▶ _Set task_
Set down exactly the lines that run from the line with "Report the location of each instance of the woman's leg" to the end of the data, and nothing else.
----------
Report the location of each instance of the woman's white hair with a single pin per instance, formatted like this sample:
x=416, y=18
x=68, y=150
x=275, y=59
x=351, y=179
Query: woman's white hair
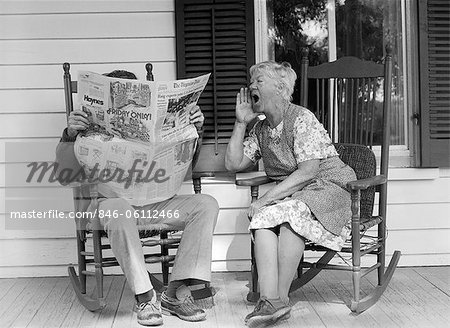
x=280, y=72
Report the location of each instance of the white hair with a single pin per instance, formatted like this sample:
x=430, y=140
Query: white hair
x=281, y=72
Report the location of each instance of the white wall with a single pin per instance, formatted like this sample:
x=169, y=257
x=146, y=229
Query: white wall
x=36, y=37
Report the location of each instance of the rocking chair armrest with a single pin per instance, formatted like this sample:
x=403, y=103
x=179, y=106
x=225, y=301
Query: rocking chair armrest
x=80, y=184
x=254, y=182
x=363, y=184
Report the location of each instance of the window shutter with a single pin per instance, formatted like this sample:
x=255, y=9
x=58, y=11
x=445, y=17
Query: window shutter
x=215, y=36
x=434, y=51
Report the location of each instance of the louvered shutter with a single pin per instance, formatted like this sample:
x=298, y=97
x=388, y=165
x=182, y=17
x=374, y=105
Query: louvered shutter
x=434, y=50
x=215, y=36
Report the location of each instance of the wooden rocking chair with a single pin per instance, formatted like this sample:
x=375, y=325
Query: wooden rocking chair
x=345, y=103
x=83, y=195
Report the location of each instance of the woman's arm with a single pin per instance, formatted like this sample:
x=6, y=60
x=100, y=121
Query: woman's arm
x=298, y=179
x=235, y=160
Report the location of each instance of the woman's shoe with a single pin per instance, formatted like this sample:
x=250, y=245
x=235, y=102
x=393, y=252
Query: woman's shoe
x=265, y=313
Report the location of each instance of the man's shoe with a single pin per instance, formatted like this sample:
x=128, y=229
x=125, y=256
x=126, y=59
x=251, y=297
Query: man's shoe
x=184, y=309
x=149, y=313
x=265, y=313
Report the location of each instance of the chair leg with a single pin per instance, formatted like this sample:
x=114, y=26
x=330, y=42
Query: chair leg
x=98, y=262
x=253, y=294
x=372, y=298
x=164, y=264
x=81, y=246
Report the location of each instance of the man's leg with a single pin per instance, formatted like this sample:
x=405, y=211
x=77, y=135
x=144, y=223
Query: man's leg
x=196, y=215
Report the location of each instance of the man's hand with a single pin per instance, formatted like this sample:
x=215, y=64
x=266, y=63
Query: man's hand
x=77, y=122
x=244, y=111
x=196, y=117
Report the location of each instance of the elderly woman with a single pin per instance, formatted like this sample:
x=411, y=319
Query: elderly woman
x=309, y=200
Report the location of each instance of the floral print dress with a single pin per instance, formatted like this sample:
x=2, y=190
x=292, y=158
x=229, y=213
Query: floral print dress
x=320, y=212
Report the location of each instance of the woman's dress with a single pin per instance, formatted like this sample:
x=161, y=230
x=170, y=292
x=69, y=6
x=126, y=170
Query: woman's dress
x=320, y=212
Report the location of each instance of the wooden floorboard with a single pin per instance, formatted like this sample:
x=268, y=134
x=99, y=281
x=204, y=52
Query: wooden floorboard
x=416, y=297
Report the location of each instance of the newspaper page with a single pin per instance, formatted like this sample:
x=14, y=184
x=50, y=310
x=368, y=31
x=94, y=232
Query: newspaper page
x=139, y=144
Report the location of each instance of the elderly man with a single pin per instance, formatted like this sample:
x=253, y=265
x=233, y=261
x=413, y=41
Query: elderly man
x=197, y=218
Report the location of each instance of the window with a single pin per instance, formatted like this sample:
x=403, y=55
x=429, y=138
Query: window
x=217, y=37
x=331, y=29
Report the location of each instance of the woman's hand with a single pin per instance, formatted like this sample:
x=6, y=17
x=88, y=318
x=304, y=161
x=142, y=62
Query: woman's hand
x=256, y=206
x=196, y=117
x=244, y=111
x=76, y=123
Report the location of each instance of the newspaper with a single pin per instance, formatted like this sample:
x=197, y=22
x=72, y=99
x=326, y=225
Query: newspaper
x=139, y=144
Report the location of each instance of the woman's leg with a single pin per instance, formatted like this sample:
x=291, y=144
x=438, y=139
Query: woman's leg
x=290, y=250
x=266, y=244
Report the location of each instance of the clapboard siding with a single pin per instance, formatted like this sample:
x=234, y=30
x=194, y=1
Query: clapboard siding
x=36, y=37
x=33, y=7
x=129, y=50
x=95, y=26
x=32, y=111
x=50, y=76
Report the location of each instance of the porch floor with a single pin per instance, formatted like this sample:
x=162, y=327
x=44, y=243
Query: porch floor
x=416, y=297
----------
▶ _Response to this task_
Report the location of each instance of the woman's leg with a single pin per instance, formatted like this sample:
x=291, y=144
x=438, y=139
Query: woman's leg
x=290, y=250
x=266, y=244
Report the location of each instance of the clapboard siding with a single pin per instance, formatted like this sample:
x=234, y=30
x=194, y=1
Query: clapboard siding
x=36, y=37
x=33, y=7
x=129, y=50
x=95, y=26
x=32, y=111
x=50, y=76
Report the location of each instance of the porch floor with a single pin per instance, formatted like this sample:
x=162, y=327
x=44, y=243
Query: porch floor
x=416, y=297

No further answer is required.